◆ **Objective**
The records that follow must be reproduced in full, exactly as written.

## Start Supplied data

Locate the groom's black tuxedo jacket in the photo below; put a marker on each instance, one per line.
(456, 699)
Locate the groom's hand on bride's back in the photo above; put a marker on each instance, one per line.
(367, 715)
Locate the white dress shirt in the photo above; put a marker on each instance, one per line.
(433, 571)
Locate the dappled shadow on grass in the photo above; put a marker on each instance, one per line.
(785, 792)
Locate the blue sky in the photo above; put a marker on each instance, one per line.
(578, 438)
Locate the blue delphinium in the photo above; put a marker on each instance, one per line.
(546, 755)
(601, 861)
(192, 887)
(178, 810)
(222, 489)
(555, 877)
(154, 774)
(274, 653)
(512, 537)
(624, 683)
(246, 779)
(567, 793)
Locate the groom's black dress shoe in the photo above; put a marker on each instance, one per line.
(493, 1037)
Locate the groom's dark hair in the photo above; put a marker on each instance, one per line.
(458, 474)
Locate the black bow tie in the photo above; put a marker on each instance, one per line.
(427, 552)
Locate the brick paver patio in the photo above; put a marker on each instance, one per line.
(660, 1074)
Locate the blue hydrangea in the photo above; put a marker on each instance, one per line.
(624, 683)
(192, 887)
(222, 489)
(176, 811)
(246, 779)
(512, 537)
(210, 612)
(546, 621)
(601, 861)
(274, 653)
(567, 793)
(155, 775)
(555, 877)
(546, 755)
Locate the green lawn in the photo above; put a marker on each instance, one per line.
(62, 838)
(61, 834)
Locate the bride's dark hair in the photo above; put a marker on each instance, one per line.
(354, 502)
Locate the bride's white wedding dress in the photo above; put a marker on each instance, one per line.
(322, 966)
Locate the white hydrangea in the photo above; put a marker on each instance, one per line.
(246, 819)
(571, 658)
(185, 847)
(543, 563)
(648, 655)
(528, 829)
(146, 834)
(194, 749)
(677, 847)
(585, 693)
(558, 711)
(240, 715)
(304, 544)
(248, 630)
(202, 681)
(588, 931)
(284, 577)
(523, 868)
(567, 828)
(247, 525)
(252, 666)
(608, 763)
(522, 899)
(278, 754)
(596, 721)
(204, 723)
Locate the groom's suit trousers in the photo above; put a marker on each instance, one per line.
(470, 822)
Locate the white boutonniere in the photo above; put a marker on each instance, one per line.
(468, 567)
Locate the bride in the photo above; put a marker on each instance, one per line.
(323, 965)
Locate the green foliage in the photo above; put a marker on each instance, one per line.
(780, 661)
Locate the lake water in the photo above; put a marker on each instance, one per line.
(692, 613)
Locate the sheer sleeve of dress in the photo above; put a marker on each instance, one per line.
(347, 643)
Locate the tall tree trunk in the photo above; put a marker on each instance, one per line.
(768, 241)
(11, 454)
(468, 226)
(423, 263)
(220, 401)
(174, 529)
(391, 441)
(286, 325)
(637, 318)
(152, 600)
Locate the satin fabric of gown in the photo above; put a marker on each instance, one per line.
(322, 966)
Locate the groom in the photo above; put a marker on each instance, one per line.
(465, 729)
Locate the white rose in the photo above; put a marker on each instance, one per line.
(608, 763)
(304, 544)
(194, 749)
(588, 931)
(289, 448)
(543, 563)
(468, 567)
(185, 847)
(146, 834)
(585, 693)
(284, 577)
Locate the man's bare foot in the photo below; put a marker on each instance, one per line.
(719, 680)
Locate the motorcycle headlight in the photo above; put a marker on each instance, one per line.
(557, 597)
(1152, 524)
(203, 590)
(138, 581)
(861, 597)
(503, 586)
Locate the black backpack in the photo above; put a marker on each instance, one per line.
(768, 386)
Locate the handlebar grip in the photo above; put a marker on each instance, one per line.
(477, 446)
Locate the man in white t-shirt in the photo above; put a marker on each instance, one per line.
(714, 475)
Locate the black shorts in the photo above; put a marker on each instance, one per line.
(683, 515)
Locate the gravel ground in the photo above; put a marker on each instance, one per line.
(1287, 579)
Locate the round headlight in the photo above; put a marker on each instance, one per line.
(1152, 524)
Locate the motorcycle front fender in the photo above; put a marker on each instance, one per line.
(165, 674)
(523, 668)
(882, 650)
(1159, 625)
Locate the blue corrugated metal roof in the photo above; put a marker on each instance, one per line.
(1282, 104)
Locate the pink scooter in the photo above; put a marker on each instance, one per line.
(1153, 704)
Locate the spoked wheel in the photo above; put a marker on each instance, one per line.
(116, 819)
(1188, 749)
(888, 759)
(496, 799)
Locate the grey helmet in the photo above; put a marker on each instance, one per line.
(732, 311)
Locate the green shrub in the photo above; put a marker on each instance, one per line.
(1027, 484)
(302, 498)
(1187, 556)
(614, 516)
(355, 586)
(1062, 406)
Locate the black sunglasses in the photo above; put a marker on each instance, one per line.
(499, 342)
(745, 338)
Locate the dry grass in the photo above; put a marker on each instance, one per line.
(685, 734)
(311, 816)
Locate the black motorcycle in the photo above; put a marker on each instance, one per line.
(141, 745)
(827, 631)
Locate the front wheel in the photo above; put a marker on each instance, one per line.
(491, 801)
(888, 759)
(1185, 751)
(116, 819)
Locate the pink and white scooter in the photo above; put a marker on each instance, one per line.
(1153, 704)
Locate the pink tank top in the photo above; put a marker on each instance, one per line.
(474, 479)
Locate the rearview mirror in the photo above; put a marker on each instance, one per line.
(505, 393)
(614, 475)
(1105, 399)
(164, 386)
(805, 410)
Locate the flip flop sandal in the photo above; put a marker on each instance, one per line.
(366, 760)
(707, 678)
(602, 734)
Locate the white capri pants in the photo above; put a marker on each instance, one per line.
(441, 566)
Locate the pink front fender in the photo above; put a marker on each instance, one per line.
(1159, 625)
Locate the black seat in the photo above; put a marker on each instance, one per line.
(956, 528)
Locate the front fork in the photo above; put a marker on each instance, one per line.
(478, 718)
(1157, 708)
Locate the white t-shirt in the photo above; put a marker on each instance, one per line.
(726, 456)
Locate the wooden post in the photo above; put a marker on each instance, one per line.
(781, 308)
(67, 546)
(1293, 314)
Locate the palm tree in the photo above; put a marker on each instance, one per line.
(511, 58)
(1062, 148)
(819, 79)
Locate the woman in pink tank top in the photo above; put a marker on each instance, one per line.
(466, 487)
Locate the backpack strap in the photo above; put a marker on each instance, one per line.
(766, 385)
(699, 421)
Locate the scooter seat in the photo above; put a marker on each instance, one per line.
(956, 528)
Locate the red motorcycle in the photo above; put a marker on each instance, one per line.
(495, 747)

## End Supplied data

◆ **Task answer**
Locate the groom's black tuxedo jacket in the photo below; put a marker on each instance, one per line.
(456, 699)
Locate the groom's hand on bride's back in the photo above; put a marker on each instance, one per line.
(367, 715)
Locate the white dress shirt in the photo above; put a marker on each instance, one per line.
(433, 571)
Locate the dappled shadow on grass in the photo above; put a marker on each instance, one per line.
(785, 792)
Locate the blue sky in the photo above; put a marker on each instance, one per line.
(578, 438)
Locate the blue delphinium in the photo above; put a marker on each instance, one per line.
(546, 755)
(601, 861)
(192, 887)
(178, 810)
(222, 489)
(555, 877)
(154, 774)
(274, 653)
(512, 537)
(624, 683)
(246, 779)
(567, 793)
Locate the groom's black dress shoe in the photo above; put a marker on each instance, one per line.
(493, 1037)
Locate the groom's dark hair in the photo above; put a marker on each instance, one per line.
(458, 474)
Locate the black bow tie in the photo above; put a marker on each instance, one per line.
(427, 552)
Locate the brick paver patio in the photo above; put a marker on each instance, one per line.
(660, 1074)
Locate the blue hydrangea in the photo above; put a marker on each instance, one per line.
(624, 683)
(192, 887)
(222, 489)
(176, 811)
(246, 779)
(512, 537)
(210, 612)
(546, 621)
(601, 861)
(274, 653)
(567, 793)
(155, 775)
(555, 877)
(546, 755)
Locate the green lawn in the photo above; put a marker on each instance, one per line.
(62, 838)
(61, 834)
Locate the bride's dark hair in the photo above; put a marker on each instance, one per line.
(354, 502)
Locate the bride's white wedding dress in the photo above; put a marker on each instance, one per line.
(322, 966)
Locate the white hydrangea in the photo above; put a marker on each instance, one per line.
(246, 819)
(571, 658)
(185, 847)
(543, 563)
(648, 655)
(528, 829)
(146, 834)
(194, 749)
(677, 847)
(585, 693)
(558, 711)
(240, 715)
(304, 544)
(248, 630)
(202, 681)
(588, 931)
(284, 577)
(523, 868)
(567, 828)
(247, 525)
(252, 666)
(608, 763)
(522, 899)
(278, 754)
(596, 721)
(204, 723)
Locate the groom's suit trousers in the photo above; put a marker on each instance, one per line.
(470, 822)
Locate the white boutonniere in the photo above; put a marker on each instance, one per line.
(468, 567)
Locate the bride in the photo above; put a marker on each instance, one per line.
(323, 965)
Locate the green foliage in the photo above; put a marker on each instance, one per line.
(780, 661)
Locate the lake water in the photo above; put a marker on each instance, one per line.
(692, 613)
Locate the sheer sleeve of dress in the photo above; put a marker on each instance, one per line.
(347, 643)
Locate the tall tree trunk in the photo above; put a marker on each instance, one per line.
(768, 241)
(11, 454)
(468, 226)
(423, 263)
(220, 401)
(174, 529)
(391, 441)
(286, 325)
(637, 318)
(152, 600)
Locate the satin fabric of gown in the photo above; put a marker on each instance, one per line.
(322, 966)
Locate the groom in the photo above; put a marker on each instance, one per line.
(465, 729)
Locate the white rose in the photo above; put a marker on each instance, one per line.
(608, 763)
(304, 544)
(194, 749)
(588, 931)
(289, 448)
(543, 563)
(468, 567)
(185, 847)
(146, 834)
(585, 693)
(284, 577)
Locate the man's bare foot in the photo below; put a marker on each instance, one per line.
(719, 680)
Locate the motorcycle headlight in the photo above; put a marker on each instance, one per line.
(557, 597)
(1152, 524)
(203, 590)
(138, 581)
(861, 597)
(503, 586)
Locate the black backpack in the photo above; put a marker on each instance, one per line.
(768, 386)
Locate the handlebar grip in the photo above; put a marker on each instance, one per line.
(477, 446)
Locate the man in white t-shirt in the photo above; put a marker on each instance, one per line.
(714, 475)
Locate the black shorts in the photo above; put a marker on each instance, one per line.
(683, 515)
Locate the gravel ground in the photo above; put a marker on each instance, one per line.
(1287, 579)
Locate the round headlight in the photo above; put a marker on each instance, one per line.
(1152, 524)
Locate the motorcycle front fender in the photo above; put a marker on each instance, one per line.
(165, 674)
(523, 668)
(882, 650)
(1159, 625)
Locate the blue corrugated metal roof in the photo above; put a marker on each instance, one per line.
(1282, 104)
Locate the pink scooter in the photo above; put a marker on each instance, one per line.
(1153, 704)
Locate the spoked wheel in the photo above; put a marker on each instance, one per line.
(116, 819)
(1188, 749)
(888, 759)
(496, 799)
Locate the grey helmet in the photo above; put a marker on each instance, one per line.
(732, 311)
Locate the green shrub in the photo above; put a marker on each instance, one per line.
(1027, 484)
(302, 498)
(1187, 556)
(614, 516)
(355, 586)
(1062, 406)
Locate the black sunglasses in the photo above; put a marker on each instance, one per line.
(499, 342)
(745, 338)
Locate the dry grass in the photo above; put a marker on each instance, one per line.
(685, 734)
(311, 816)
Locate the black motorcycle in the photo above; put a marker on each instance, one per line.
(141, 745)
(827, 631)
Locate the front wheel in the photo above; put a marker on each instance, one per line.
(491, 801)
(888, 759)
(1185, 751)
(116, 819)
Locate the pink and white scooter in the photo above; put a marker on each instance, one per line.
(1153, 704)
Locate the pink tank top in the photo above; put a marker on each instance, one per line.
(474, 479)
Locate the rearview mirror in the photo above; put a marker on each instance, one per line.
(505, 393)
(614, 475)
(1105, 399)
(164, 386)
(805, 410)
Locate the flip flop sandal in the photo above; put a marker on each instance, one per line.
(366, 760)
(707, 678)
(602, 734)
Locate the white capri pants in the photo above; put a marker on each instance, one per line.
(441, 566)
Locate the pink front fender in the photo above; put a marker on each instance, one per line.
(1159, 625)
Locate the black seat in the photo above; put a marker on each instance, one per line.
(956, 528)
Locate the front fork in the photo above; put a marker on each instance, one per line.
(478, 718)
(1157, 708)
Locate the white t-shirt in the photo above; put a marker on each instance, one per line.
(726, 456)
Locate the wooden post in the photo above; put a marker on each instance, one per line.
(781, 308)
(67, 546)
(1293, 314)
Locate the palm tree in the photo above; put a marker on each instance, one per line.
(511, 58)
(1062, 148)
(819, 79)
Locate the woman in pink tank top in the photo above; put a marker on each instance, one per line.
(466, 487)
Locate the backpack strap in the photo above; put a marker on each instance, one per line.
(766, 385)
(699, 421)
Locate the scooter seat in the photo above; put a marker on each instance, one per line.
(956, 528)
Locate the red motorcycle in the photo above; put a marker on each instance, one per line.
(495, 747)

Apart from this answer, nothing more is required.